* Your goal
From the first line to the last, copy the listing exactly and omit the pictures.

^^^^

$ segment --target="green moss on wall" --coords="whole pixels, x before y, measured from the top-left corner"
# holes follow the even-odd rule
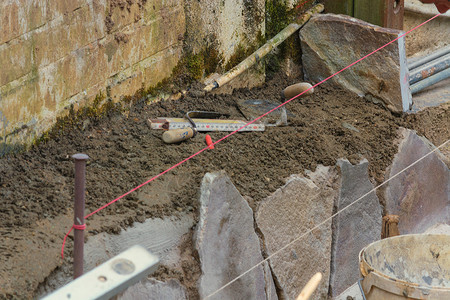
[[[221,68],[220,62],[223,60],[223,57],[217,49],[218,46],[216,44],[208,44],[197,54],[185,50],[184,56],[173,69],[171,77],[164,80],[164,82],[181,77],[185,83],[190,83],[218,72]],[[161,84],[158,84],[158,86],[162,87]]]
[[[285,0],[266,1],[266,38],[274,37],[286,26],[295,22],[297,16],[311,8],[316,2],[321,1],[301,0],[293,9],[289,9]],[[286,57],[301,64],[300,38],[297,33],[281,43],[278,49],[277,53],[271,53],[266,57],[268,72],[278,72],[282,66],[281,62]]]
[[[90,106],[81,107],[75,111],[72,105],[69,114],[64,117],[58,117],[56,123],[33,142],[33,146],[46,143],[66,133],[68,130],[74,128],[82,129],[84,120],[89,120],[91,124],[95,124],[109,114],[122,110],[121,104],[114,104],[112,101],[105,101],[105,99],[105,95],[100,92]]]
[[[186,67],[193,79],[201,79],[205,70],[204,56],[202,54],[186,56]]]
[[[256,40],[251,44],[246,44],[245,46],[242,43],[239,43],[236,47],[234,53],[228,59],[228,62],[225,64],[225,71],[229,71],[231,68],[238,65],[241,61],[250,56],[253,52],[258,50],[259,47],[264,45],[266,42],[265,36],[260,31],[257,34]]]
[[[285,0],[266,1],[266,38],[274,37],[291,23],[292,13]]]
[[[209,40],[216,41],[216,38],[212,36]],[[208,76],[221,68],[220,63],[223,60],[223,56],[217,50],[218,48],[219,46],[216,42],[211,42],[200,53],[188,53],[185,55],[183,61],[191,79],[199,80],[203,76]]]
[[[234,53],[230,56],[228,62],[225,64],[224,66],[225,71],[228,71],[237,64],[239,64],[242,60],[244,60],[247,57],[247,53],[249,52],[251,52],[250,47],[246,48],[241,43],[239,43]]]
[[[39,79],[39,70],[36,62],[36,42],[33,37],[31,37],[31,80],[33,82]]]
[[[205,67],[205,75],[212,74],[220,67],[220,62],[223,60],[223,56],[217,50],[216,44],[209,44],[202,51],[203,64]]]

^^^^

* Solution below
$ segment --target="green moss on wall" --coords="whole pixels, x before y, measured from the top-left corner"
# holes follow the even-odd rule
[[[221,68],[220,62],[223,60],[223,57],[217,49],[218,46],[216,44],[208,44],[197,54],[185,50],[184,56],[173,69],[171,77],[164,80],[164,82],[181,77],[185,83],[190,83],[218,72]],[[161,84],[158,84],[158,86],[162,87]]]
[[[285,0],[266,1],[266,38],[274,37],[286,26],[295,22],[297,16],[311,8],[316,2],[321,1],[301,0],[293,9],[289,9]],[[286,57],[301,64],[300,38],[297,33],[281,43],[278,49],[277,53],[271,53],[266,57],[268,72],[278,72],[282,66],[281,62]]]
[[[90,106],[81,107],[75,111],[72,105],[69,114],[64,117],[58,117],[56,123],[33,142],[33,146],[46,143],[66,133],[68,130],[74,128],[82,129],[84,120],[89,120],[91,124],[95,124],[109,114],[122,110],[121,104],[114,104],[112,101],[105,101],[105,99],[105,95],[100,92]]]
[[[186,67],[193,79],[201,79],[205,70],[204,56],[202,54],[186,56]]]
[[[256,40],[251,44],[246,44],[245,46],[242,43],[239,43],[236,47],[234,53],[228,59],[228,62],[225,64],[225,71],[229,71],[231,68],[238,65],[241,61],[250,56],[253,52],[258,50],[259,47],[264,45],[266,42],[265,36],[260,31],[257,34]]]
[[[285,0],[266,1],[266,38],[274,37],[291,23],[292,13]]]
[[[209,40],[216,41],[216,38],[212,36]],[[208,76],[221,68],[220,63],[223,60],[223,56],[217,50],[218,48],[219,46],[216,42],[211,42],[200,53],[188,53],[185,55],[183,61],[191,79],[199,80],[203,76]]]
[[[234,53],[230,56],[228,62],[225,64],[224,66],[225,71],[228,71],[237,64],[239,64],[242,60],[244,60],[247,57],[247,53],[249,52],[251,52],[250,47],[246,48],[241,43],[239,43]]]
[[[39,79],[39,70],[36,62],[36,42],[33,37],[31,37],[31,80],[33,82]]]
[[[205,67],[205,75],[212,74],[220,67],[220,62],[223,60],[223,56],[217,50],[216,44],[209,44],[202,51],[203,64]]]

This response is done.